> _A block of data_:
==*==
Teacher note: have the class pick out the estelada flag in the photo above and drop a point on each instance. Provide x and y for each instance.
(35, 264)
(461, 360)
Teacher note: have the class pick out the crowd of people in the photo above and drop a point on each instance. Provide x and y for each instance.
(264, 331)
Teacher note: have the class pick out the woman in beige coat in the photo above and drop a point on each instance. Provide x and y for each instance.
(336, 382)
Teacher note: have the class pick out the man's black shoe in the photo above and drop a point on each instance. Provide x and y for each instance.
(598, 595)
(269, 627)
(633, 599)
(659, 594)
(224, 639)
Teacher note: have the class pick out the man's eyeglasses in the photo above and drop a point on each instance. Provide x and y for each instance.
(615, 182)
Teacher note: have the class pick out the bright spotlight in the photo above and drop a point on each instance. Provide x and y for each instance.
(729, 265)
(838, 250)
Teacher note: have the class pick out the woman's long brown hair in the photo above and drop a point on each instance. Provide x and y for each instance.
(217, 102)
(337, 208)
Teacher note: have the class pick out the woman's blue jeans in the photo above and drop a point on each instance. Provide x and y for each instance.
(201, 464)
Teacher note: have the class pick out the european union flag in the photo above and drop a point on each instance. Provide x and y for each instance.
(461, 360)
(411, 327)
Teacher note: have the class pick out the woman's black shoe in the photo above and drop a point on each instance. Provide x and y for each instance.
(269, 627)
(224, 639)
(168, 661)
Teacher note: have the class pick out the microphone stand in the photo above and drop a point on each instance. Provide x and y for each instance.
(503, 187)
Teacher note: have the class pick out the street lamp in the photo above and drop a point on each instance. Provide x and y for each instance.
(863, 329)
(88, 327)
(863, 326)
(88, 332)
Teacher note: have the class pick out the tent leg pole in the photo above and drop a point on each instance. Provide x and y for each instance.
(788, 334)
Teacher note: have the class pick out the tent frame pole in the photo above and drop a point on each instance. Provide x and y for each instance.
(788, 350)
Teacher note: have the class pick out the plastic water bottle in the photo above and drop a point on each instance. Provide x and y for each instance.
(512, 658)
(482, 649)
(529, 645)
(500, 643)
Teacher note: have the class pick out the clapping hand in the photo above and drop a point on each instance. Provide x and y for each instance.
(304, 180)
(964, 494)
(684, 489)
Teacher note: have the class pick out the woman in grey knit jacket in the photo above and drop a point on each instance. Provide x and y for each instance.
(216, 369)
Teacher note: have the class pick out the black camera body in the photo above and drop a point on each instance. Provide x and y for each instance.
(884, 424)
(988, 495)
==*==
> _WHAT YOU SHOULD DO_: Could you update the listing above by changing every "Teacher note" to "Instructor note" and leaving everything else as it is?

> _TASK RESULT_:
Instructor note: have the class pick out the estelada flag in the photo above and drop a point on each instance. Provide x and y for each instance.
(35, 264)
(461, 360)
Instructor note: have the class pick out the crowd of people in the photo above and drop a point on each instance. Provide x and y for each instance.
(264, 331)
Instructor note: have the class pick out the woman in beige coat in the photo above and drop a point on each instance. Provide x and y for each instance.
(336, 382)
Instructor note: have the class pick out the man's black shoe in the photo above and drop a point on each instance. Provide x and y for each instance.
(598, 595)
(269, 627)
(633, 599)
(659, 594)
(224, 639)
Instructor note: have the class pick out the man's eyeglasses in the photo above and drop a point on each instance. Provide x and y for each instance.
(615, 182)
Instructor note: have the class pick out the bright spotlight in the photo above and drop a point on each instance. Provide x and y for each instance.
(729, 265)
(838, 250)
Instructor note: have the class pick out the woman's long brown hair in the photo above and drop a point on each instance. Provide x and y for each instance.
(217, 102)
(337, 208)
Instructor note: have the class pick out the woman's blue jeans in the photo above and drop a point on each instance. Provide x and y for each instance.
(201, 464)
Instructor note: have the class pick out the european union flag in the photo above and drop a point on each instance. Provide x and y for each instance.
(461, 360)
(411, 327)
Instructor note: have the class pick out the woman's black shoe in the photo above and drop a point on each instance. Provide x and y for each instance.
(269, 627)
(224, 639)
(168, 661)
Instructor note: have the class pick out the microphone stand in the photo above and drop a point on each instance. Provide x and y for each instance.
(503, 187)
Instructor note: have the class pick out the street lamp in the photo above and drop a point on each instance. Provide x and y for each instance.
(863, 329)
(88, 327)
(863, 326)
(88, 332)
Instructor note: have the class pick out the tent leg pole in the photo above and drop a point on each instance. Provide x and y for each instance.
(788, 334)
Instructor note: have the class pick out the tent frame pole in the photo above and drop a point on each instance. Provide x and y for each instance.
(788, 350)
Instructor note: have the class pick out the plastic water bottle in the photo above and drop a point on each instance. Provide x and y for each instance.
(512, 658)
(482, 649)
(529, 645)
(500, 643)
Instructor note: have the class pick out the clapping hand in the photo above and drop a point on each instance. Provide x and y for each instance.
(304, 180)
(964, 494)
(684, 489)
Instructor note: have the class pick out the woman in grey knit jacket in the photo above and drop a point on each instance. Provide x and y for each instance.
(216, 369)
Instructor note: have the class pick out the black camera body in the photo above and drop a point on each instance. Provide x and y for each instance.
(884, 424)
(988, 495)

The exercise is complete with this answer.